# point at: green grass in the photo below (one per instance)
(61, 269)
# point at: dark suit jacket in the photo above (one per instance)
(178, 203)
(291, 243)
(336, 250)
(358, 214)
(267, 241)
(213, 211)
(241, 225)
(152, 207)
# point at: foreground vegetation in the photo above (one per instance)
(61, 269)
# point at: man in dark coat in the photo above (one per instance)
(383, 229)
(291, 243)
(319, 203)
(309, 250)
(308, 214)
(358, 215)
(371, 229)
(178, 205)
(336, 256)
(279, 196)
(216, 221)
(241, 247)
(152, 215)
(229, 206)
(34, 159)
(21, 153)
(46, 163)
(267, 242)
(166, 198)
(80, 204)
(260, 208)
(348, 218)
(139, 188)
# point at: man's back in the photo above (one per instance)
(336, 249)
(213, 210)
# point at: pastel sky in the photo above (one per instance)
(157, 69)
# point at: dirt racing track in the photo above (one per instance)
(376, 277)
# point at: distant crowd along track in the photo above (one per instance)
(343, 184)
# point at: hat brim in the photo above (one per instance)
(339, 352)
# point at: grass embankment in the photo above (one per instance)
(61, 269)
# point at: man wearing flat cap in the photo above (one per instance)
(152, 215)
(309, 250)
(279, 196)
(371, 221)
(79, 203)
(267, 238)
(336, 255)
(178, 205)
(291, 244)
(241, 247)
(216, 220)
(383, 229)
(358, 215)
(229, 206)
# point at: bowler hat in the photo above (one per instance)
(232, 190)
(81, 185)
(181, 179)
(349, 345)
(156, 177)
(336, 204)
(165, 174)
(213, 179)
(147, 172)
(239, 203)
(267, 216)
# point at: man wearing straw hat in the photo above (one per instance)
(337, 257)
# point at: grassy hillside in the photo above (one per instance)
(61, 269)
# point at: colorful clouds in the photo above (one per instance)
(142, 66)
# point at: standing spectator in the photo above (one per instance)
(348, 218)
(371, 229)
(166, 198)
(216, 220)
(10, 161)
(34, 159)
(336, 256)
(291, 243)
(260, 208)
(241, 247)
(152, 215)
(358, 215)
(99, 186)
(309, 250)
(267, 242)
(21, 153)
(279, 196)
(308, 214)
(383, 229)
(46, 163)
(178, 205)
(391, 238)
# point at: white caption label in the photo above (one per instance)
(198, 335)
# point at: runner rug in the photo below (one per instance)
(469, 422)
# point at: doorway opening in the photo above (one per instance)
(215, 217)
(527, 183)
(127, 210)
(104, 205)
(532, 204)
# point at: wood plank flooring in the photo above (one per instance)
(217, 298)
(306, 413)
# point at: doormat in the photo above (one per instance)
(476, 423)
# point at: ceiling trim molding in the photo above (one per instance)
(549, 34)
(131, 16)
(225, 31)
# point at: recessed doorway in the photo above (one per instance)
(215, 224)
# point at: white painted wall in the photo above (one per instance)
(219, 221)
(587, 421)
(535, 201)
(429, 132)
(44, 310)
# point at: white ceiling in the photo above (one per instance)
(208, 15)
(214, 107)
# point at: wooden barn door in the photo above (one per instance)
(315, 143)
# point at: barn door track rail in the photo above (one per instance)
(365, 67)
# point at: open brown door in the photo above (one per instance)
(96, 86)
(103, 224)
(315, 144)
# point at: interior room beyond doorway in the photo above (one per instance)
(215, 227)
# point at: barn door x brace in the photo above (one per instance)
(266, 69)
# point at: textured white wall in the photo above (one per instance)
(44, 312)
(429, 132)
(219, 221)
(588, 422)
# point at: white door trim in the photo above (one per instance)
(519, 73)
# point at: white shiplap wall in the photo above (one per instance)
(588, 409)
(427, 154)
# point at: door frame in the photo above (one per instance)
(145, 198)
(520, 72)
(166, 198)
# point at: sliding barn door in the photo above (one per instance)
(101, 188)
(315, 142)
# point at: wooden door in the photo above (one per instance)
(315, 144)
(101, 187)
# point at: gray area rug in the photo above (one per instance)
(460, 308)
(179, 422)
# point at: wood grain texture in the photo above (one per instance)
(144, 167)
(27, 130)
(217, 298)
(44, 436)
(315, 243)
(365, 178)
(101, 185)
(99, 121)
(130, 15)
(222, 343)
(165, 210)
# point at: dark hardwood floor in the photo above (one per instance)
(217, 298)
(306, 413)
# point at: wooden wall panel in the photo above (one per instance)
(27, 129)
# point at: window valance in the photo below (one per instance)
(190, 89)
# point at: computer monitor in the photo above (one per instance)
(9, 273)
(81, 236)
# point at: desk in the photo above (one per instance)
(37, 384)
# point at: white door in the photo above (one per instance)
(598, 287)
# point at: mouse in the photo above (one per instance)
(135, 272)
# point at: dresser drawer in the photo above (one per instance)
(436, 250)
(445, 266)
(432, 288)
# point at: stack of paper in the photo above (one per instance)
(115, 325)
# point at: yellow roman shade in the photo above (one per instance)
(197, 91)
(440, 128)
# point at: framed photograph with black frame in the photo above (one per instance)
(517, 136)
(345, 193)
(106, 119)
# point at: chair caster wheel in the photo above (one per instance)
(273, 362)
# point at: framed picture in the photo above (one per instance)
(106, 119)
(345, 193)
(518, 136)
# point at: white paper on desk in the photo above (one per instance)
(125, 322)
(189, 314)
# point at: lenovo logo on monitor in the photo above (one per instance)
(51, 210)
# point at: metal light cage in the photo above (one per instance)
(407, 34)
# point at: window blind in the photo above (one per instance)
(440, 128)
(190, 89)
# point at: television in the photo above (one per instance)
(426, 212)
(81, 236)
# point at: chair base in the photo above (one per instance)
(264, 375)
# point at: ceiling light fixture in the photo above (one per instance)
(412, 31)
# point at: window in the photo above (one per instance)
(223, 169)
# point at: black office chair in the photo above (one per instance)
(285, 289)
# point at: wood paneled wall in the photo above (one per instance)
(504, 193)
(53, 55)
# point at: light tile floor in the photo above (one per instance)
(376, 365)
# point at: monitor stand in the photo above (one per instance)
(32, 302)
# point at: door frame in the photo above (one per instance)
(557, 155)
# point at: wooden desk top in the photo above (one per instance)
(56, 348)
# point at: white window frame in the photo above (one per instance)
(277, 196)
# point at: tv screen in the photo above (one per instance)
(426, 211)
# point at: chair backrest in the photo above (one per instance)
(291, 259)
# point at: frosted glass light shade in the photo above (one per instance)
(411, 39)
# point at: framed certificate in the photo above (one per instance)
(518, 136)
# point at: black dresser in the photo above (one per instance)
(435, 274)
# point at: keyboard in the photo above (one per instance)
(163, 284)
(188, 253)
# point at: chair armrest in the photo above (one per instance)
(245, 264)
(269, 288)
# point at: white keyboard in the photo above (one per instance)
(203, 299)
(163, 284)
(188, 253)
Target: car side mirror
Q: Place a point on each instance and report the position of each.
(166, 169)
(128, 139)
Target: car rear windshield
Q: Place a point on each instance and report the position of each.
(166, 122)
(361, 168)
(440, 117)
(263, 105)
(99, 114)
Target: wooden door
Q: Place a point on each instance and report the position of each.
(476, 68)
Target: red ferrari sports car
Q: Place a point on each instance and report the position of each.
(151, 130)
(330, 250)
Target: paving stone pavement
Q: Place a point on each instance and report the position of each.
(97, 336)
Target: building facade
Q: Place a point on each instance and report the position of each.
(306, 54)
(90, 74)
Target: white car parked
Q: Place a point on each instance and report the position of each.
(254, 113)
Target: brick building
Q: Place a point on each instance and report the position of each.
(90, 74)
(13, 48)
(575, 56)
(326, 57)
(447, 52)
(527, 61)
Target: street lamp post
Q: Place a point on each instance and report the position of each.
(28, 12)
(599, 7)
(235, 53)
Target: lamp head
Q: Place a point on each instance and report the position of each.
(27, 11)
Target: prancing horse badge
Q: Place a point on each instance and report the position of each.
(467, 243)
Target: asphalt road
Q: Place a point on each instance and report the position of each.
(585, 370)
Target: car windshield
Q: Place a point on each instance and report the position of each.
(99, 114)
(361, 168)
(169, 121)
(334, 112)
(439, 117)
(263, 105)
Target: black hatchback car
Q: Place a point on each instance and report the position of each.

======

**About this exercise:**
Looking at the data above, show all lines where the word "windshield" occurs.

**Solved problem:**
Target: car rear windshield
Target: car windshield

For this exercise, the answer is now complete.